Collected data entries
<<<<
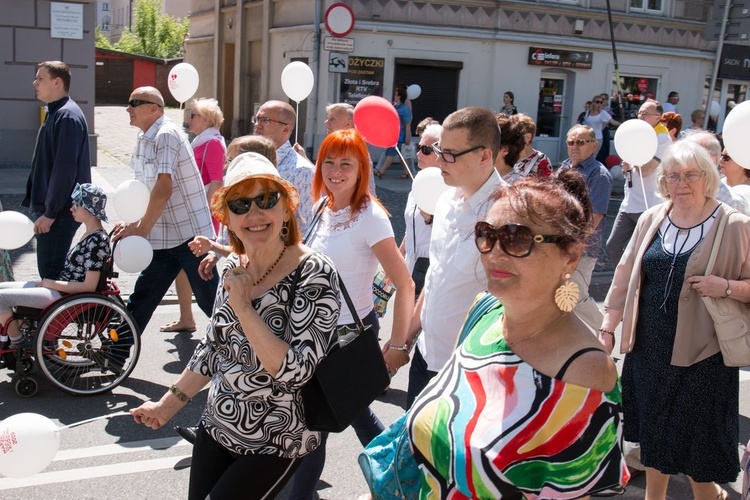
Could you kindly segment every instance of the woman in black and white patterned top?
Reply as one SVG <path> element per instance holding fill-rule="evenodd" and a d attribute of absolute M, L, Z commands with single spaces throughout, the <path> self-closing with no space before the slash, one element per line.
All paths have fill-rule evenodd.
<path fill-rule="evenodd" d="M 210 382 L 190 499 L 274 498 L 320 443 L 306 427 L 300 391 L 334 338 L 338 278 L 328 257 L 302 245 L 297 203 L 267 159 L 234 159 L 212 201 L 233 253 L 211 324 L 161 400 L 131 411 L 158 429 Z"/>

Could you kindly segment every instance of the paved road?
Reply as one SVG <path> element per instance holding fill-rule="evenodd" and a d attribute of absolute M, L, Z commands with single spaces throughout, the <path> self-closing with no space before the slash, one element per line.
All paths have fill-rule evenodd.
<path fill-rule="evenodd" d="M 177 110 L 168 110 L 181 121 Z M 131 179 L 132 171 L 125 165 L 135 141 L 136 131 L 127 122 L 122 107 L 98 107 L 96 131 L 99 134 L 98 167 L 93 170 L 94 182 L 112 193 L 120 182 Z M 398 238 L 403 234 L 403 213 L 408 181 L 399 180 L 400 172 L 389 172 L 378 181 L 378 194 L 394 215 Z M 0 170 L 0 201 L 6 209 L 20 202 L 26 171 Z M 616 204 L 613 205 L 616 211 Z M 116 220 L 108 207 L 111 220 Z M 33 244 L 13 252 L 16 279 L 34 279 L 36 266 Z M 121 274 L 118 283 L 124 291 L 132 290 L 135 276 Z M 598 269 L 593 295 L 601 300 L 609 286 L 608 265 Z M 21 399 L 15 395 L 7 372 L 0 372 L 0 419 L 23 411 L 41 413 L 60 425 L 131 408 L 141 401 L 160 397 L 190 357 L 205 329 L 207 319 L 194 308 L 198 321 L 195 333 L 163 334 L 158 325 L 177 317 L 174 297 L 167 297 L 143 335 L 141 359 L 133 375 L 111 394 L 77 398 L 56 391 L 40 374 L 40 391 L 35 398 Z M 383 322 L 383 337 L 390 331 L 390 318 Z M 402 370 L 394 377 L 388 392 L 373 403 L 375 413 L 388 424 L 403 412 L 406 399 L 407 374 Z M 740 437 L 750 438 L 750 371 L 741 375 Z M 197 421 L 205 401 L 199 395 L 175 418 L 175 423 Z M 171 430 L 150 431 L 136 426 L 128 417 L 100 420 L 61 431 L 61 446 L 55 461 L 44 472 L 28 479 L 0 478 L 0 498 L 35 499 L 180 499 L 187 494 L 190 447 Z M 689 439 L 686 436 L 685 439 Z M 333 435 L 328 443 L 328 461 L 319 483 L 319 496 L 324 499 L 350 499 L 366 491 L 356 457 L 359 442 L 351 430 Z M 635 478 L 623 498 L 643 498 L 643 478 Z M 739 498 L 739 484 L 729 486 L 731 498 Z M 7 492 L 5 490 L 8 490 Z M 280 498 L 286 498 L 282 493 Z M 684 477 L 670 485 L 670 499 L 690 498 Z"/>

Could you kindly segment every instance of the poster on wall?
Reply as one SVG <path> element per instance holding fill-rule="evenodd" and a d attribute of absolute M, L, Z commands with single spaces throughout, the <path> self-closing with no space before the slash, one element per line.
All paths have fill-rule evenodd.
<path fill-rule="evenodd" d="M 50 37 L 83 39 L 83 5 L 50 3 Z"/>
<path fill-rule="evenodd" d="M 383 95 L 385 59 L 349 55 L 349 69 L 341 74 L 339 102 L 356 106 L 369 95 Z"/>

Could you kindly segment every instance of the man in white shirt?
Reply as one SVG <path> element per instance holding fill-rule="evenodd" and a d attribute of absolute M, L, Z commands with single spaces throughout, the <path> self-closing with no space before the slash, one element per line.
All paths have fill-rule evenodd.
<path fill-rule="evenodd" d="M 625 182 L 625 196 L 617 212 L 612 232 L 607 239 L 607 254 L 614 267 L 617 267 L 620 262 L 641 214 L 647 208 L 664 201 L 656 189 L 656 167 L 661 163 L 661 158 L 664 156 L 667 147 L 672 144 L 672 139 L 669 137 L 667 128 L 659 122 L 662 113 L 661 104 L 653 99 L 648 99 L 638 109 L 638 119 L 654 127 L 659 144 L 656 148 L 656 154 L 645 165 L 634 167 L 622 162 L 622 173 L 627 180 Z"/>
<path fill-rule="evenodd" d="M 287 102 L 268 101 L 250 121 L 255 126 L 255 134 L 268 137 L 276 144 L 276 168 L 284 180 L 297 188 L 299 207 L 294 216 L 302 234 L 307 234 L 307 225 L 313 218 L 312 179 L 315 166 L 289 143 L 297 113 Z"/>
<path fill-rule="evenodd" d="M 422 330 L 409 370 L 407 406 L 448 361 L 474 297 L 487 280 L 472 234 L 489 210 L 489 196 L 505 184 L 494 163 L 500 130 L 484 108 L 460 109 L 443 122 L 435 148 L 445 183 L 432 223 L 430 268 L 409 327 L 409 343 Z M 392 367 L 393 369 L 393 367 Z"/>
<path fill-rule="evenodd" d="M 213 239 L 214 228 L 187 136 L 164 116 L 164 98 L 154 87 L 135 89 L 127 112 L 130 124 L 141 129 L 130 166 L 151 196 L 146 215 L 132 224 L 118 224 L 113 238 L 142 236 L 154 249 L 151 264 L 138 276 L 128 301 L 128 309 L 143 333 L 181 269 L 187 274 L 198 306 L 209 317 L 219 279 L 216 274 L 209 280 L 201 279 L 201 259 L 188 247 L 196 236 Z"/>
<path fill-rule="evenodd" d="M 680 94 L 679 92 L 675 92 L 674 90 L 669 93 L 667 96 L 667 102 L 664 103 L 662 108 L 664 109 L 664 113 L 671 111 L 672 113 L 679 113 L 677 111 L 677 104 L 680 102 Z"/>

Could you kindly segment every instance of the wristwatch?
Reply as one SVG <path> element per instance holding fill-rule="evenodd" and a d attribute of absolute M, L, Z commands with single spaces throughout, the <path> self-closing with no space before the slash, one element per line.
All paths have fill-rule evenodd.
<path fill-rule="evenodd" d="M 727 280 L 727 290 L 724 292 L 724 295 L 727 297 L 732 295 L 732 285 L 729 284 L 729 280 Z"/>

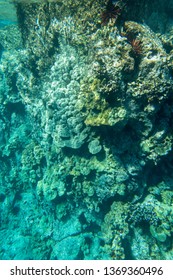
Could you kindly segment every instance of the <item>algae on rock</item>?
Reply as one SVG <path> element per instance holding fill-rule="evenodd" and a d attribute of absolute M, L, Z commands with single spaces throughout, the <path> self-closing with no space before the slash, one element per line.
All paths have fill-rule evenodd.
>>>>
### Task description:
Tally the lines in the records that hold the word "segment". Give only the total.

### Answer section:
6